- Instructions to follow -
Set down every entry exactly as it was written.

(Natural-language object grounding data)

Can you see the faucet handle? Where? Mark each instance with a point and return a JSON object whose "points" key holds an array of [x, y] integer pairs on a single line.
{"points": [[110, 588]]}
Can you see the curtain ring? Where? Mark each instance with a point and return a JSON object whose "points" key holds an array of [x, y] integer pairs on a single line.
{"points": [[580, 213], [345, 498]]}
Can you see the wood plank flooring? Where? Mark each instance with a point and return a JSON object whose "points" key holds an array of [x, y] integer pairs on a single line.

- Written reply -
Can you see the faucet handle? Where? Mark each instance with a point and return a JSON object whose "points" key holds an array of [x, y] integer pairs on a single line.
{"points": [[110, 588]]}
Can you see the curtain ring? Where? Mark each instance with a point and return a JSON object whose "points" key holds an array of [x, y] integer pairs on a single line.
{"points": [[580, 213], [345, 498]]}
Can you see the wood plank flooring? Where? Mark each instance with a point and return a JSON object whose "points" key holds an array of [x, y] integer pairs on a single line.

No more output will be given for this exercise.